Rental shops offer them for free, but inevitably they’re made of cheap plastic and probably do more harm than good in a tumble. This type of helmet is also sold around markets and busy streets, often for around $5. If you think a helmet costing so little’s going to prevent you from serious injury then Darwin probably had a point. It’s much better to visit a main dealer and addresses for these can easily be found on the internet. It’s also possible to take your own helmet with you and it’s always worth enquiring whether your airline will allow them as carry-on luggage. If you’ve an old helmet at home our tip is to take that with you, it’ll be better than most helmets bought locally. Invariably you’re going to sweat and get dusty and an old helmet can be discarded at the end of your trip.
Renting a scooter in Thailand is not a problem but you’ll have to produce your passport and driving licence. In most places it will be copied and handed back to you but some shops insist on keeping your passport until you bring the vehicle back. The local police can insist on seeing your papers in the event of an accident and not being in possession of your passport can be problematic so it’s worth negotiating a deposit that allows you to keep hold of your documents.

Extracted information =>
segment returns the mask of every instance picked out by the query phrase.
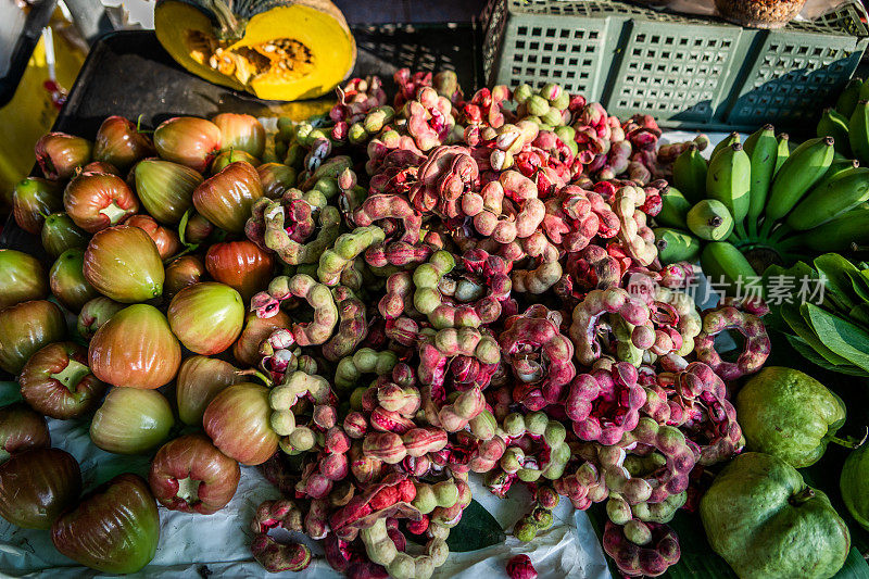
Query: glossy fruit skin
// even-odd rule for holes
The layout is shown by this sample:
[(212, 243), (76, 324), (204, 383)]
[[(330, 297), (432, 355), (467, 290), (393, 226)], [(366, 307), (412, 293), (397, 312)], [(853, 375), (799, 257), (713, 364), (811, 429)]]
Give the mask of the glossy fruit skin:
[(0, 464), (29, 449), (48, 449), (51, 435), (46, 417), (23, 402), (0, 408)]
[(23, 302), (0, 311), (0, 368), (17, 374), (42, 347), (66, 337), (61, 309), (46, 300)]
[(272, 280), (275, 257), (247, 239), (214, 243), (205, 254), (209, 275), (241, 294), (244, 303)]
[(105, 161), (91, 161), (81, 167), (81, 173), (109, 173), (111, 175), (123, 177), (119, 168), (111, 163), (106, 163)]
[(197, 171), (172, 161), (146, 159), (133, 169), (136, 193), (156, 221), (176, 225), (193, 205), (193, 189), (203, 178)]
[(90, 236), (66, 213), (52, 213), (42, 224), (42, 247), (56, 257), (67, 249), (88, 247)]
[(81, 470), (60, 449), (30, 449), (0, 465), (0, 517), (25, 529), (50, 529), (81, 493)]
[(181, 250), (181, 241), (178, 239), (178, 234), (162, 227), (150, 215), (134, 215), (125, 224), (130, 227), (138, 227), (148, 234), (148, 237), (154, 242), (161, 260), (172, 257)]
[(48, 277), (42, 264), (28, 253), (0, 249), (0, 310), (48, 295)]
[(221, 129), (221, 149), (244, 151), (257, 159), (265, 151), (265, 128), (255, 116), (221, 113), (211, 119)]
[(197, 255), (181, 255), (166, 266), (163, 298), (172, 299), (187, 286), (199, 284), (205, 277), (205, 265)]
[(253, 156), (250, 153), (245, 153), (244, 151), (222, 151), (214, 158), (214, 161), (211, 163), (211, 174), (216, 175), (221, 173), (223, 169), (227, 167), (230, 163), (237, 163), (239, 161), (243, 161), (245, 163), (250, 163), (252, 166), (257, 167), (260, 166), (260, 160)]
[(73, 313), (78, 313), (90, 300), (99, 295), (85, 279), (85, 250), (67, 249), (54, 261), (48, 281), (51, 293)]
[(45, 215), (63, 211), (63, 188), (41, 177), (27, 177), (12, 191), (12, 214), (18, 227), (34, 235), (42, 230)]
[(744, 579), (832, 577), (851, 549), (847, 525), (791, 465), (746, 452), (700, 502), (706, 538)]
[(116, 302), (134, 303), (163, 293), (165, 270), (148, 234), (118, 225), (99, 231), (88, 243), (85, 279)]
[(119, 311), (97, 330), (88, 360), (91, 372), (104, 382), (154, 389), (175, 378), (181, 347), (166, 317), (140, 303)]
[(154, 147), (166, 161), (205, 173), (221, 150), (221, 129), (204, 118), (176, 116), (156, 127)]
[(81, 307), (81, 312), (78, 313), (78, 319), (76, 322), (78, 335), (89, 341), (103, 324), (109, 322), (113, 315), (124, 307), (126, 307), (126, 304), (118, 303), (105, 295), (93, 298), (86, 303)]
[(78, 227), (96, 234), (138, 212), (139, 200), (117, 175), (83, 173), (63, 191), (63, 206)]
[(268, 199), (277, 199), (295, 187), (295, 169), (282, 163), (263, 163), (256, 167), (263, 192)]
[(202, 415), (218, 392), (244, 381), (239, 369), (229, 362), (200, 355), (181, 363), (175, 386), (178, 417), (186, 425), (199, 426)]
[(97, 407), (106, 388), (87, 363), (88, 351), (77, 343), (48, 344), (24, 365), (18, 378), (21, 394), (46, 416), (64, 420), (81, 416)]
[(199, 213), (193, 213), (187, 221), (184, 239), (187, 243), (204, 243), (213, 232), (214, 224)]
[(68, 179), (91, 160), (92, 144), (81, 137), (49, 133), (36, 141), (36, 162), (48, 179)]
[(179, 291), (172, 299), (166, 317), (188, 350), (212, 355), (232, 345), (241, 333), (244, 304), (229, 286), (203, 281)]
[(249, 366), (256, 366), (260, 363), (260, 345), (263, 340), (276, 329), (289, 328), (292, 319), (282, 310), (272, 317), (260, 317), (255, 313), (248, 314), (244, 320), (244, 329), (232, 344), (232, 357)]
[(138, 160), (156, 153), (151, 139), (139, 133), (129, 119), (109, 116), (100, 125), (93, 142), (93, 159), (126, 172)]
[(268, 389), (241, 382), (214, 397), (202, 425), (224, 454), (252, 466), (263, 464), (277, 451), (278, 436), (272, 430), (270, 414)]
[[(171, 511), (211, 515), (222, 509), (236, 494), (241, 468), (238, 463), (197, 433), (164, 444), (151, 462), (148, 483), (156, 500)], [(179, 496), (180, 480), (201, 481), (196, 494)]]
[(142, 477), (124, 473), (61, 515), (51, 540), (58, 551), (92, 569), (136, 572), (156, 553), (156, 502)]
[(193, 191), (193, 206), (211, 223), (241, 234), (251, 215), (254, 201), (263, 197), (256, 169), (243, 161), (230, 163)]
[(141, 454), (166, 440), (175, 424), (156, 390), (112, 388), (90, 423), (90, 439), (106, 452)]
* * *
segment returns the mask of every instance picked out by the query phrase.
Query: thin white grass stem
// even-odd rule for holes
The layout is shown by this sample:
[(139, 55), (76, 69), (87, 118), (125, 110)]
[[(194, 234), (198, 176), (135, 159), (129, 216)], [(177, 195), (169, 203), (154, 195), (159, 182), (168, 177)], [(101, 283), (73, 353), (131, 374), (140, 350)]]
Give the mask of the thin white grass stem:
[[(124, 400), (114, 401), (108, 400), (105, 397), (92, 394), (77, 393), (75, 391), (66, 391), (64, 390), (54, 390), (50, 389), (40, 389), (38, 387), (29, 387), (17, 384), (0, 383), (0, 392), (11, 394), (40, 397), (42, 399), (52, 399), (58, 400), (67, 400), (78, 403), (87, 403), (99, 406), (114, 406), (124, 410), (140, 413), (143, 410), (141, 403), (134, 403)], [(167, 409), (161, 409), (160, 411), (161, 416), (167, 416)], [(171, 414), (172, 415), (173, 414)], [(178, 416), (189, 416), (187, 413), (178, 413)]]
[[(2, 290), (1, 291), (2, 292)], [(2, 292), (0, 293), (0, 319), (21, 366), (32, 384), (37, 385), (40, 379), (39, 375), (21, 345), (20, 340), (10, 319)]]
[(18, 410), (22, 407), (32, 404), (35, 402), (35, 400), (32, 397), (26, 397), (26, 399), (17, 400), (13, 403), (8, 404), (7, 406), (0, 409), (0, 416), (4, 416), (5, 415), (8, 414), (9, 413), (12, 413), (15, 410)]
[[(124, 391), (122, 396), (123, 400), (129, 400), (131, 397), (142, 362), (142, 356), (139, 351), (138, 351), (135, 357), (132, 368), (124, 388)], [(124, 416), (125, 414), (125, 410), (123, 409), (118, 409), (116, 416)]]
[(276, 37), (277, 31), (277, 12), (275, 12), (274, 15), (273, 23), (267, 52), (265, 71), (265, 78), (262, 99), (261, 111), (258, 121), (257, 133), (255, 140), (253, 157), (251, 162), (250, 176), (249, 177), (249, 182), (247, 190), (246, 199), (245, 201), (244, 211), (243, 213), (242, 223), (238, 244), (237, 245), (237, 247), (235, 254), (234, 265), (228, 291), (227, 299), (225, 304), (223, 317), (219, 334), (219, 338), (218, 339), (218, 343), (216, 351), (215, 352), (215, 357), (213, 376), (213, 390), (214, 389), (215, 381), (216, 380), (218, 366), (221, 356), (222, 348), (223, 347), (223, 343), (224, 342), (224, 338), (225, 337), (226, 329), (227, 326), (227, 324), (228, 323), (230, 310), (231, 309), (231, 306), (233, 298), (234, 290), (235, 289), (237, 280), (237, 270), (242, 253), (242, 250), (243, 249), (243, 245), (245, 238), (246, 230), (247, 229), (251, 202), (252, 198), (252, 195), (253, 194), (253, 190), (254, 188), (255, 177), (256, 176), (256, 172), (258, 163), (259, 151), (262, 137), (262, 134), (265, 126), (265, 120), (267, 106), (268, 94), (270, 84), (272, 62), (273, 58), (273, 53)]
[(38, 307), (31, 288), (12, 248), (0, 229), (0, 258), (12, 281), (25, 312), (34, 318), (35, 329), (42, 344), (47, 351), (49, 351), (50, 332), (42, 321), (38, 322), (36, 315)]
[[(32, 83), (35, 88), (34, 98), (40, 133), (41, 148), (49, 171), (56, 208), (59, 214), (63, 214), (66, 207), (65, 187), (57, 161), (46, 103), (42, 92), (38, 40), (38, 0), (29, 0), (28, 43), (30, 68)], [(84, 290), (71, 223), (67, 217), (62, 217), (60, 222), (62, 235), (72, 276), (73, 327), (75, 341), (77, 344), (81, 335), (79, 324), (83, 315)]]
==
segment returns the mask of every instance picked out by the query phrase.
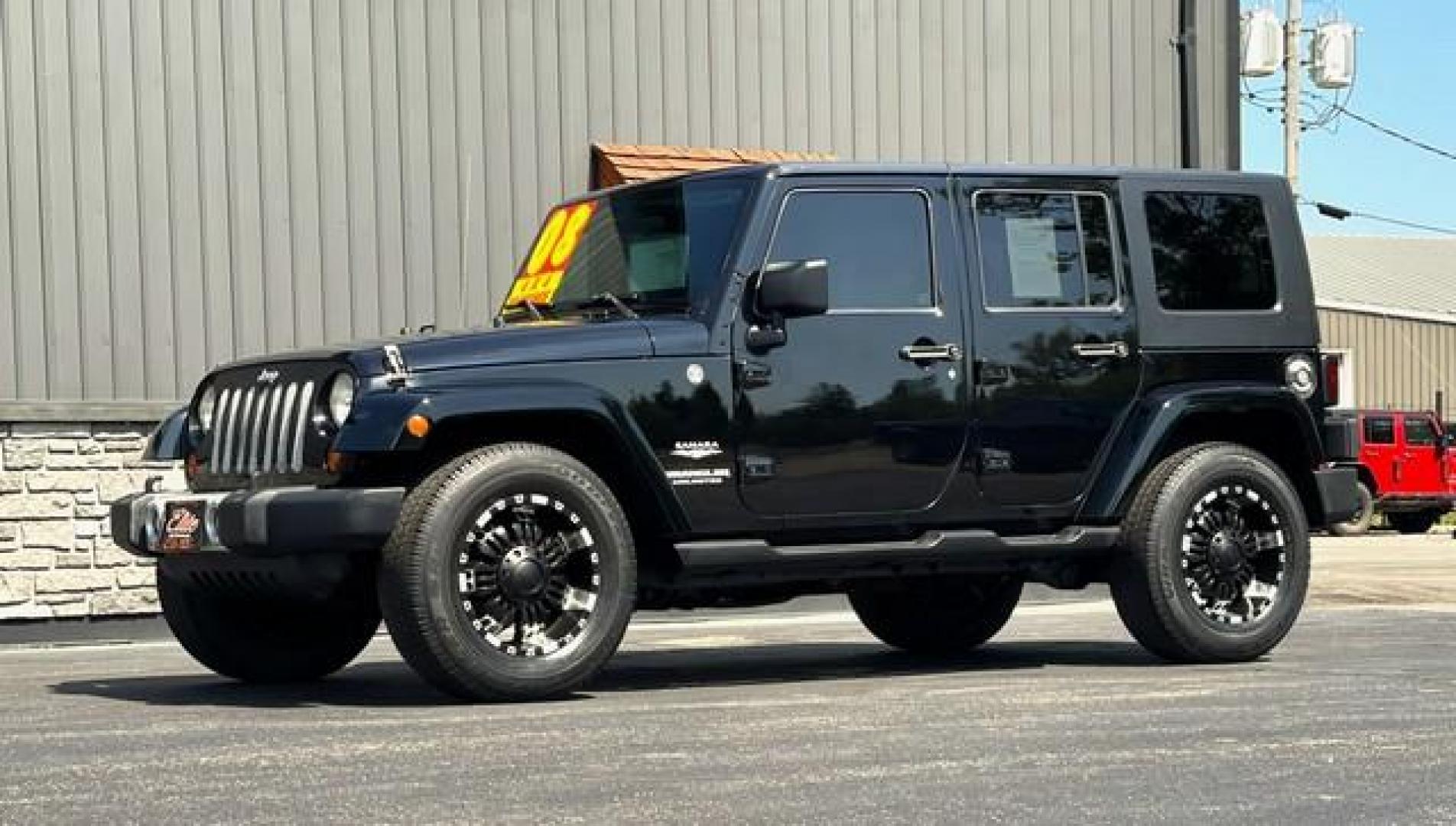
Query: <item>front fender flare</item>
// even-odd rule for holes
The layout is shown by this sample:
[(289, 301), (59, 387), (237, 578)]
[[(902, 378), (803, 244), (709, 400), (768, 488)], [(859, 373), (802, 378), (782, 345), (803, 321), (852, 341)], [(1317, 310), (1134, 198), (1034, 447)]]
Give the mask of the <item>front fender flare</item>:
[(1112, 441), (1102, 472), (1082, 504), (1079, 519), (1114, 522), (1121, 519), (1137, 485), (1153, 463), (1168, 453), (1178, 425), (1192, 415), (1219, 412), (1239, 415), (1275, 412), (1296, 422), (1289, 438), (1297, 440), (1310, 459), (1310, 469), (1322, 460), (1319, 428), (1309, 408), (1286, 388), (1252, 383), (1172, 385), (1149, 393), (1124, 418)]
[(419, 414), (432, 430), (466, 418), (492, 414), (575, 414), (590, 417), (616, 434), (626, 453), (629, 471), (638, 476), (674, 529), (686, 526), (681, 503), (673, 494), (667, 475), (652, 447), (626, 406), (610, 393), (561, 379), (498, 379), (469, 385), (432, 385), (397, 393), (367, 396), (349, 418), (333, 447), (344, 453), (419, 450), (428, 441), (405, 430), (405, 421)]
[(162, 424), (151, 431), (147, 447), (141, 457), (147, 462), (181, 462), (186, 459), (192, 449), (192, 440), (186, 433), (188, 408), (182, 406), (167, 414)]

Exercise requirements => Continue the passage about helmets and renting a scooter in Thailand from where it stops.

Task result =>
Before you ride off, always take photographs of the scooter, paying close attention to it, particularly to any scratches or existing damage. Make sure that the staff are made aware of them and always insist that they mark them on the rental form.
Please bear in mind that Thailand has some of the most dangerous roads in the world. Accidents are frequent, with the victims usually being expats or tourists. Ride with caution and observe the traffic very critically. Stick to the left and ride at a steady pace. Remember to use your mirrors very, very frequently and always indicate, especially in the cities. This is true even if the locals don’t.
Drunk driving is not strictly punished in Thailand and many people drive under the influence of drink and many other substances too! Keep your eyes, ears and wits about you. You may be the safest rider on earth but that doesn’t allow for others on the road.
Words: Rik / We Scooter / Elvis Lv
Images: Chalermchai Tunsingha (Nuim) / Royal Alloy Thailand / We Scooter
To see the rest of the images from this story, take a look at the full article in the January 2022 issue of Scootering.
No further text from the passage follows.